Copy every one of the lines below word for word, leaving nothing out.

(A data block)
════════════════

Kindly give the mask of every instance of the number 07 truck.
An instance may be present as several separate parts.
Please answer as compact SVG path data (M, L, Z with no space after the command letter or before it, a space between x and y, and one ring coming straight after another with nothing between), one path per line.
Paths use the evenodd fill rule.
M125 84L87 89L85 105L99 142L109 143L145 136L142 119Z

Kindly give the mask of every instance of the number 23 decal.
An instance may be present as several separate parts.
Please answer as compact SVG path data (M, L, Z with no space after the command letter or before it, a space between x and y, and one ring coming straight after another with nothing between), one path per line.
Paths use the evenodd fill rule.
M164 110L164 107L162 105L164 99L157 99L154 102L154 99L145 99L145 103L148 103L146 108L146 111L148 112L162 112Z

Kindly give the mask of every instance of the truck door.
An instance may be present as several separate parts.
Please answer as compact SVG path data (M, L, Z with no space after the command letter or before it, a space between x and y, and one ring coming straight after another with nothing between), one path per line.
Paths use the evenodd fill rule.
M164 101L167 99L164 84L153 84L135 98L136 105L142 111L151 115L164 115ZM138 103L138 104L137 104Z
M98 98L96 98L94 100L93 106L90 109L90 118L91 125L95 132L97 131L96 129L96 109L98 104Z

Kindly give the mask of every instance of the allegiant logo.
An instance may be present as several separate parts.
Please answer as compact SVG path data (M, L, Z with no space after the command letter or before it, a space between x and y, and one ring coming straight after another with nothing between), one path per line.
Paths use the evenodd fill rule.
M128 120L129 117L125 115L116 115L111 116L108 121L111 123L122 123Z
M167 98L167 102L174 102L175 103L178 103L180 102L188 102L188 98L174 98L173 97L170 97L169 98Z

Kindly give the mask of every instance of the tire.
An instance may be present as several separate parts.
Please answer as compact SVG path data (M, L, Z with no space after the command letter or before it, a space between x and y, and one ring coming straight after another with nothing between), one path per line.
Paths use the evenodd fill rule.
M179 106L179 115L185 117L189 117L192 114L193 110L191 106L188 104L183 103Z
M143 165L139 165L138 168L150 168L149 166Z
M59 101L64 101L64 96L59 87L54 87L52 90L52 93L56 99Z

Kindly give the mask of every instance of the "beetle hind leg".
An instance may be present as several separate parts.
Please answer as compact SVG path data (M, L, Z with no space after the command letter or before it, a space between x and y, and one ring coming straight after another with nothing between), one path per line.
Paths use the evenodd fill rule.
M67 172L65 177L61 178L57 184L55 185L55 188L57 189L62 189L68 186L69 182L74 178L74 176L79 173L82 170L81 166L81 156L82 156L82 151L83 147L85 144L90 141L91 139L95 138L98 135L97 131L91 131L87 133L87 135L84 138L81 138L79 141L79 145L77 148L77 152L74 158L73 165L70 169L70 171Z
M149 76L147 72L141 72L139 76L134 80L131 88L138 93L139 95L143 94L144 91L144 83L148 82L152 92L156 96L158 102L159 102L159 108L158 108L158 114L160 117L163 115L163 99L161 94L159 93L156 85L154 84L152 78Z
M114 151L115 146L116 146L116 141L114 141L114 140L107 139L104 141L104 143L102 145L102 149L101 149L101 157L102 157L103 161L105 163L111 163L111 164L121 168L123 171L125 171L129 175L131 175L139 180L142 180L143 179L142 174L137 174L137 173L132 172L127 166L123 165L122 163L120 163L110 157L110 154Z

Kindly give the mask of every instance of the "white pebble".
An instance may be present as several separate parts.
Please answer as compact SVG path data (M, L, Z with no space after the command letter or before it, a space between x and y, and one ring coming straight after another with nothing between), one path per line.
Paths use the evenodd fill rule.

════════════════

## TASK OUTPUT
Kindly give the mask of every instance of the number 07 truck.
An instance may be present as several separate parts.
Please answer as compact SVG path data (M, L, Z with no space after the command letter or before it, a space between x and y, and one ring coming straight after another with nothing between), one path per line.
Paths use the evenodd fill rule.
M125 84L87 89L85 105L99 142L109 143L145 136L142 119Z

Kindly give the mask of every instance of the number 23 decal.
An instance may be present as several separate parts.
Please answer as compact SVG path data (M, L, Z with no space after the command letter or before it, a space between x and y, and one ring coming straight after another with nothing between), one path per line.
Paths use the evenodd fill rule.
M164 110L164 107L162 105L164 99L157 99L154 102L154 99L145 99L145 103L148 103L146 108L146 111L148 112L162 112Z

Kindly give the mask of every instance of the truck door.
An instance may be present as several separate parts.
Please answer as compact SVG path data (M, L, Z with no space after the command letter or before it, a space between x and y, and one ring coming straight after another with nothing between), one path per line.
Paths use the evenodd fill rule.
M164 101L167 99L164 84L153 84L135 98L136 105L142 111L151 115L164 115ZM138 103L138 104L137 104Z
M98 98L96 98L94 100L93 106L90 109L90 118L91 125L95 132L97 131L96 129L96 109L98 104Z

Kindly give the mask of every instance of the allegiant logo.
An instance may be present as several separate parts.
Please answer as compact SVG path data (M, L, Z with no space after the command letter or before it, a space between x and y, and one ring coming straight after another with nothing between), one path per line.
Paths use the evenodd fill rule.
M128 120L129 117L125 115L116 115L111 116L108 121L111 123L122 123Z
M167 98L167 102L174 102L175 103L178 103L180 102L188 102L188 98L174 98L173 97L170 97L169 98Z

Kindly give the mask of every instance of the tire.
An instance may be present as several separate parts.
Please answer as compact SVG path data (M, L, Z with no space after the command letter or before it, a space between x and y, and one ring coming straight after another with nothing between), one path per line.
Paths use the evenodd fill rule.
M179 106L179 115L185 117L189 117L192 114L193 110L191 106L188 104L183 103Z
M143 165L139 165L138 168L150 168L149 166Z
M59 101L64 101L64 96L59 87L54 87L52 90L52 93L56 99Z

Kindly give the mask of every instance of the "beetle hind leg".
An instance may be present as several separate parts.
Please answer as compact SVG path data (M, L, Z with no space after the command letter or before it, a space between x and y, and one ring coming straight after another with nothing between), one path per line.
Paths use the evenodd fill rule.
M67 172L65 177L61 178L57 184L55 185L55 188L57 189L62 189L68 186L69 182L74 178L74 176L79 173L82 170L81 166L81 156L82 156L82 151L83 147L85 144L90 141L91 139L95 138L98 135L97 131L91 131L87 133L87 135L84 138L81 138L79 141L79 145L77 148L77 152L74 158L73 165L70 169L70 171Z
M149 76L147 72L141 72L139 76L134 80L131 88L138 93L139 95L143 94L144 91L144 83L148 82L152 92L156 96L158 102L159 102L159 108L158 108L158 114L160 117L163 115L163 99L161 94L159 93L156 85L154 84L152 78Z
M114 151L115 146L116 146L116 141L114 141L114 140L107 139L104 141L104 143L102 145L102 149L101 149L101 157L102 157L103 161L105 163L111 163L111 164L121 168L123 171L125 171L129 175L131 175L139 180L142 180L143 179L142 174L137 174L137 173L132 172L127 166L123 165L122 163L120 163L110 157L110 154Z

Kindly give the mask of every instance of the "white pebble".
An instance may be present as several separate parts.
Please answer as compact SVG path data (M, L, Z with no space after the command letter or before it, a space between x and y, and one ring coming straight after another with nothing between), one path per line.
Paths use the evenodd fill rule.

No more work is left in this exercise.